▶ **AIM OF THE TASK**
Present the lines below again, exactly as they stand.

** RECORD EXTRACTS follows **

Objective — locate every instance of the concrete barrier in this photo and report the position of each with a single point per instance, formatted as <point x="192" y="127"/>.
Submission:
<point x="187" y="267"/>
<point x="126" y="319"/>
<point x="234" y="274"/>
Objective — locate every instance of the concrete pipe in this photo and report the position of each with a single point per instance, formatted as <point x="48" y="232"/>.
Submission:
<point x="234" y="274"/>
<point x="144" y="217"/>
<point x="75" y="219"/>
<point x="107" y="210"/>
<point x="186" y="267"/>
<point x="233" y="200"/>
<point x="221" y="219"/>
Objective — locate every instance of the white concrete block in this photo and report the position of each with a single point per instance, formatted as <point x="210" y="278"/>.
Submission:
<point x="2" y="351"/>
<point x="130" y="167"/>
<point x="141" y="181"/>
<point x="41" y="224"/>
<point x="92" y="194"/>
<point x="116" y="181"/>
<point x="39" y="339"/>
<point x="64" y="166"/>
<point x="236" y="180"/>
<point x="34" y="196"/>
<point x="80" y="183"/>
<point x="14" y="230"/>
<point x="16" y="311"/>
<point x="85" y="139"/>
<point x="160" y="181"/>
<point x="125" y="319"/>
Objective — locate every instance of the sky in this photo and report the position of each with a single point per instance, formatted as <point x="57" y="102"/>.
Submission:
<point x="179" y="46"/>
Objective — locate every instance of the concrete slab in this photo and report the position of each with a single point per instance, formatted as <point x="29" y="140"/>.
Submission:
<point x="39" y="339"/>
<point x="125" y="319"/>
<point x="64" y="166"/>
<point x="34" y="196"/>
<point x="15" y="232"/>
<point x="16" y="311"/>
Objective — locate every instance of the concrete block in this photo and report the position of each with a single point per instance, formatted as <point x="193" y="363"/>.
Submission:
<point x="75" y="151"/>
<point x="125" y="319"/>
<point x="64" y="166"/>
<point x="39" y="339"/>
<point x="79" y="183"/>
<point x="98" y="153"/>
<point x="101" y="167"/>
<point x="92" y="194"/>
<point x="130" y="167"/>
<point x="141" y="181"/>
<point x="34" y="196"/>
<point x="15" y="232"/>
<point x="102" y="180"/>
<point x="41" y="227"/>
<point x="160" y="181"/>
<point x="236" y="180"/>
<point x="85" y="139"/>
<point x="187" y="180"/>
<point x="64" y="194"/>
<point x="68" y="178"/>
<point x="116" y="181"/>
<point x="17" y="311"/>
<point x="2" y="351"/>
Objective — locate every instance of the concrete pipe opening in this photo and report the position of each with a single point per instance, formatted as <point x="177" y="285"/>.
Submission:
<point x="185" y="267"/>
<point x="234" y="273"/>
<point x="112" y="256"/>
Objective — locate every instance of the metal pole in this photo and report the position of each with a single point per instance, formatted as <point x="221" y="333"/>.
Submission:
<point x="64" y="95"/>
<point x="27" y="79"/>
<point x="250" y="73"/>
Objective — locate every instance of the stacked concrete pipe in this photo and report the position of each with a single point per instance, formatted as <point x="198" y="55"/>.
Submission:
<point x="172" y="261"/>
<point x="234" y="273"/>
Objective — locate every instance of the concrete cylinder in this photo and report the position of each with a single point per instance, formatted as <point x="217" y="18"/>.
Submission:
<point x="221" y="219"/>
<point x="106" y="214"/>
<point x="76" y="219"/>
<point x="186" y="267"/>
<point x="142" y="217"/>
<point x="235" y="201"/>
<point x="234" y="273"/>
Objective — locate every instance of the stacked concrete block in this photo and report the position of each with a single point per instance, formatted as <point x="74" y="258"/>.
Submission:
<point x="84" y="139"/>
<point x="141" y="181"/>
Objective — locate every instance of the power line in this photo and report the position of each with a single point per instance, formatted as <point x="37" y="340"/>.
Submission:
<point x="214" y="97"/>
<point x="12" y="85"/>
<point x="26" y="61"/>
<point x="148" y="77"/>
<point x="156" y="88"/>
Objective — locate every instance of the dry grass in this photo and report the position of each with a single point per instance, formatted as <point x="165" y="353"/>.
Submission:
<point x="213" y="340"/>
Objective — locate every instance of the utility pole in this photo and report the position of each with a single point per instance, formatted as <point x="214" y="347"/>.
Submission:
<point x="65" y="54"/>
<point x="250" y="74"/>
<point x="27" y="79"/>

** End of RECORD EXTRACTS **

▶ **EXERCISE RESULT**
Objective — locate every instance of the concrete barrier in this photo and report the position of each with a single point per instance, formatted as <point x="192" y="127"/>.
Submission:
<point x="187" y="267"/>
<point x="126" y="319"/>
<point x="234" y="274"/>
Objective — locate every instance of the concrete pipe in this photo and report the position of each with a single point per instance, formatted as <point x="48" y="232"/>.
Submission:
<point x="234" y="274"/>
<point x="144" y="217"/>
<point x="75" y="219"/>
<point x="107" y="210"/>
<point x="186" y="267"/>
<point x="233" y="200"/>
<point x="221" y="219"/>
Objective — locate every instance of the white concrete block in this photo and report the position of each with a single point per instance, formatted as <point x="210" y="278"/>.
Submission:
<point x="2" y="351"/>
<point x="130" y="167"/>
<point x="141" y="181"/>
<point x="41" y="224"/>
<point x="92" y="194"/>
<point x="116" y="181"/>
<point x="39" y="339"/>
<point x="64" y="166"/>
<point x="236" y="180"/>
<point x="34" y="196"/>
<point x="80" y="183"/>
<point x="14" y="230"/>
<point x="16" y="311"/>
<point x="85" y="139"/>
<point x="160" y="181"/>
<point x="125" y="319"/>
Objective — locate every instance of the sky in this photo and report the position of each with a single point per instance, formatted as <point x="57" y="102"/>.
Submission:
<point x="179" y="46"/>
Objective — locate every instance of the concrete slab in this photo and report the position of each with a single point per instance, formatted as <point x="29" y="140"/>.
Submission:
<point x="39" y="339"/>
<point x="125" y="319"/>
<point x="64" y="166"/>
<point x="34" y="196"/>
<point x="15" y="232"/>
<point x="16" y="311"/>
Objective — locate every instance of the concrete block in this photo and report the position of each with a single point per instance, formatted as <point x="193" y="363"/>.
Submission:
<point x="75" y="151"/>
<point x="125" y="319"/>
<point x="64" y="166"/>
<point x="39" y="339"/>
<point x="79" y="183"/>
<point x="98" y="153"/>
<point x="101" y="167"/>
<point x="92" y="194"/>
<point x="130" y="167"/>
<point x="141" y="181"/>
<point x="34" y="196"/>
<point x="15" y="232"/>
<point x="102" y="180"/>
<point x="41" y="227"/>
<point x="160" y="181"/>
<point x="236" y="180"/>
<point x="85" y="139"/>
<point x="187" y="180"/>
<point x="64" y="194"/>
<point x="68" y="178"/>
<point x="116" y="181"/>
<point x="17" y="311"/>
<point x="2" y="351"/>
Objective — locate every instance of the concrete pipe opening in this photo and report the position of each with a single point per instance, formatted as <point x="177" y="285"/>.
Submission:
<point x="185" y="267"/>
<point x="234" y="273"/>
<point x="112" y="256"/>
Objective — locate every instance of the metal pole in this photo and report the position of each with a single point per instance, formatted as <point x="221" y="333"/>.
Submission:
<point x="64" y="95"/>
<point x="27" y="79"/>
<point x="250" y="73"/>
Objective — locate every instance of the stacked concrete pipe in this photo and report the position of each with a single point per instance, formatted as <point x="198" y="55"/>.
Submission:
<point x="172" y="261"/>
<point x="234" y="273"/>
Objective — locate every instance of the concrete cylinder in this photo and report the position of each with a single point per instance, formatted as <point x="217" y="18"/>.
Submission:
<point x="221" y="219"/>
<point x="106" y="214"/>
<point x="76" y="219"/>
<point x="186" y="267"/>
<point x="142" y="217"/>
<point x="235" y="201"/>
<point x="234" y="273"/>
Objective — locate every instance of the stacked concrete block in this photo and report the position of each with a single point per instance, formatted as <point x="74" y="258"/>.
Submission:
<point x="84" y="139"/>
<point x="141" y="181"/>
Objective — locate every instance of the power line in this photo and report the position of each with a single point per instance, formatted as <point x="37" y="340"/>.
Submission:
<point x="214" y="97"/>
<point x="12" y="85"/>
<point x="26" y="61"/>
<point x="148" y="77"/>
<point x="156" y="88"/>
Objective — locate every instance of the dry grass in this photo and report the position of each with a single point per instance, formatted as <point x="165" y="353"/>.
Submission:
<point x="213" y="340"/>
Objective — locate every instance of the utility pole in this photo and report the position of each with a single point per instance, formatted as <point x="214" y="347"/>.
Submission:
<point x="65" y="54"/>
<point x="250" y="74"/>
<point x="27" y="79"/>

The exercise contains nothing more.